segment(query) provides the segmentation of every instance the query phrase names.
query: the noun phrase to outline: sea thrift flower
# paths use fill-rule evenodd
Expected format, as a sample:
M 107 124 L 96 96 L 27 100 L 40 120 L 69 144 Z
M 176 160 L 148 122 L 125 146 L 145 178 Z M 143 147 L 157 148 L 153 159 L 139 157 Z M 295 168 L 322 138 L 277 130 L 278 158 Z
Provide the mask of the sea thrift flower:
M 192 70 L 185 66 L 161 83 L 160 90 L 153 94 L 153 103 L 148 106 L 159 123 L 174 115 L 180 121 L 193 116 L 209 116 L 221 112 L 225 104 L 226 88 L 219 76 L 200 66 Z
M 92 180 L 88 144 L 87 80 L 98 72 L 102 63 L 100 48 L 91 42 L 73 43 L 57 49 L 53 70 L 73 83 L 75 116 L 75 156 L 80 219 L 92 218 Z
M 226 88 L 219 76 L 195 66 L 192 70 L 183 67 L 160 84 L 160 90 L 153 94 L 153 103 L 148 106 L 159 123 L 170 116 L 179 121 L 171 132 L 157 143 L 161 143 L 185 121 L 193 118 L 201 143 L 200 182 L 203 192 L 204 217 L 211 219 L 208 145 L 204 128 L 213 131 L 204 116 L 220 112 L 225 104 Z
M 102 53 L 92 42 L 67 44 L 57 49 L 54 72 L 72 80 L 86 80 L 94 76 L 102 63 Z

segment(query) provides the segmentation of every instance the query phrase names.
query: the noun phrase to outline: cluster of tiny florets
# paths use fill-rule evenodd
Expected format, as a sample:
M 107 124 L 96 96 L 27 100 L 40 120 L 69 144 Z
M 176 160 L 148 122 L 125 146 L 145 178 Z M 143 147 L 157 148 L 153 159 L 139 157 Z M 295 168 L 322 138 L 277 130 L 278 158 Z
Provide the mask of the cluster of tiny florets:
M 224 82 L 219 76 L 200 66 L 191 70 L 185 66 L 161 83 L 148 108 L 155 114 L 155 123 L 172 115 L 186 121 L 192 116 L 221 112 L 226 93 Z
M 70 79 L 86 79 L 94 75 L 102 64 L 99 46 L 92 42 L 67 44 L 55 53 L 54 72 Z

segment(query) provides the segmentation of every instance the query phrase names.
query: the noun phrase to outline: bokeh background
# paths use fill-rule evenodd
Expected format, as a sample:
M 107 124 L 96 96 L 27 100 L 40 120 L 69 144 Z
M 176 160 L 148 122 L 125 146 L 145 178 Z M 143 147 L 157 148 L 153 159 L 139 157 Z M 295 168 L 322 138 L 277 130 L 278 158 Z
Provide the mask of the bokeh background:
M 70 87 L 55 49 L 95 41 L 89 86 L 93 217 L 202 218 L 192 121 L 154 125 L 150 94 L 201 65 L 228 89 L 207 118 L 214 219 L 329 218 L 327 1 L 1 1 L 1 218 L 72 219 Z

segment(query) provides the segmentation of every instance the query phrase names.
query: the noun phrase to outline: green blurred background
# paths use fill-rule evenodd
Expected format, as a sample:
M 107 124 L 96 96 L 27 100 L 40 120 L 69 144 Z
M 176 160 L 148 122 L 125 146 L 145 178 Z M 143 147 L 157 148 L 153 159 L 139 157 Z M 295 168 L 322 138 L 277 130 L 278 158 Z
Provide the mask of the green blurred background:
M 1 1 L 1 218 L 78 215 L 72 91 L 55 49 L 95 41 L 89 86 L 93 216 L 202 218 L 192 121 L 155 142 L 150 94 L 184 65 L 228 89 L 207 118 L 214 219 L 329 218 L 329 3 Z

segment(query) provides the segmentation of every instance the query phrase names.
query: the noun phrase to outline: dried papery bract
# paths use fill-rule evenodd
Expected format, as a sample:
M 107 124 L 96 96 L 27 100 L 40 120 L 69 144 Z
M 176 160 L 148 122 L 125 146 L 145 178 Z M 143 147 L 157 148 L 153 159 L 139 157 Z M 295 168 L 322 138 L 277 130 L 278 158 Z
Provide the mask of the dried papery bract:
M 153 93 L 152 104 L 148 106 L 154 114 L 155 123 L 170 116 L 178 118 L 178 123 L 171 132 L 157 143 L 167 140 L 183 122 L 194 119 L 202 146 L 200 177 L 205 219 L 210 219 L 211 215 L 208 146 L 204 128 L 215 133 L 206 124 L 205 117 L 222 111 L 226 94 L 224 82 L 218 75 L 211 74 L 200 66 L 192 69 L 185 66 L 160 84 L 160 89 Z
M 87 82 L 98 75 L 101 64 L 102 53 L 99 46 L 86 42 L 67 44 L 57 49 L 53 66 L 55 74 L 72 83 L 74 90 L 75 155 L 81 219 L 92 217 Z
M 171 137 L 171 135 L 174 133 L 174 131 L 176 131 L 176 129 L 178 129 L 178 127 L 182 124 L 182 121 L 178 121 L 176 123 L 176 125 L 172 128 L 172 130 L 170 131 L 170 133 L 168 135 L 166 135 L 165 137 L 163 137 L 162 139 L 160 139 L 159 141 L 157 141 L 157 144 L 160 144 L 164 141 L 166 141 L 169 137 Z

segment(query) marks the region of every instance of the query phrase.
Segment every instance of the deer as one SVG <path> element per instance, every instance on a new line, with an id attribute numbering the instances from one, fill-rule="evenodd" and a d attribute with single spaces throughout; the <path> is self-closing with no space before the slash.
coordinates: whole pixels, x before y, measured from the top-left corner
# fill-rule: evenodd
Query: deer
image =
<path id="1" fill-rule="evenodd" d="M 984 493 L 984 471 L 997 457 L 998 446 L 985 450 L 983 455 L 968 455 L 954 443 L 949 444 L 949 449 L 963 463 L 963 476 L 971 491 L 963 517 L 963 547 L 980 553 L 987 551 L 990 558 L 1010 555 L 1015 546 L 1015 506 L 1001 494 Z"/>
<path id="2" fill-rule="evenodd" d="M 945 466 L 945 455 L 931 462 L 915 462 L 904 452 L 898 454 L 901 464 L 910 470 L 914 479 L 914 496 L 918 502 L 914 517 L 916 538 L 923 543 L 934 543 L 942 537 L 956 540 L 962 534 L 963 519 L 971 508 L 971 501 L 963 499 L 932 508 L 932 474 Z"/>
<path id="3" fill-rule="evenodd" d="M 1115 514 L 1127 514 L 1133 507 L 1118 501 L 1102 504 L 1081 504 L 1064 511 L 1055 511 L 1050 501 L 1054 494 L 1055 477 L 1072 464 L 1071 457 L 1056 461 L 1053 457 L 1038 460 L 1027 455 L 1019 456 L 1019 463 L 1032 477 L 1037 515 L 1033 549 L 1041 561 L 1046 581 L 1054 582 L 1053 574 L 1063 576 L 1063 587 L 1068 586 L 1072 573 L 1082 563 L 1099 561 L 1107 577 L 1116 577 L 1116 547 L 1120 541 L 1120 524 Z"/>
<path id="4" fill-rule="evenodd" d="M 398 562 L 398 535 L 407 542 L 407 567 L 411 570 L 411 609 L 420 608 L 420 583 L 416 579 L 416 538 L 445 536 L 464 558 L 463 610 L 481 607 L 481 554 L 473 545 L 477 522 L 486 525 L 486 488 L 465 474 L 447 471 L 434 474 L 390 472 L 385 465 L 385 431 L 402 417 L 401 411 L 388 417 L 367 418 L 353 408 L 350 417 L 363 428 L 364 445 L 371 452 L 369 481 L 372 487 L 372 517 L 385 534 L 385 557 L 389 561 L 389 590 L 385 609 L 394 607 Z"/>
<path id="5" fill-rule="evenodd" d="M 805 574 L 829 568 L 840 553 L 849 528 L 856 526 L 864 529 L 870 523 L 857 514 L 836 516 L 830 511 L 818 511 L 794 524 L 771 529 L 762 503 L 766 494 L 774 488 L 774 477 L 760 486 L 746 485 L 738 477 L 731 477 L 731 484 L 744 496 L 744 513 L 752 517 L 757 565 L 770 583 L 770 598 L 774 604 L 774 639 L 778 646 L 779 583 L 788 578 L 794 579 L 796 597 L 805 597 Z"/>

TASK ITEM:
Scan the listing for the word "noun". Copy every line in which it appears.

SOLUTION FOR THIS EXERCISE:
query: the noun phrase to outline: sea thrift flower
query: the noun phrase to outline: cluster of tiny florets
query: the noun phrase to outline: bokeh background
query: the noun phrase to outline: green blurred background
query: the noun phrase to outline: dried papery bract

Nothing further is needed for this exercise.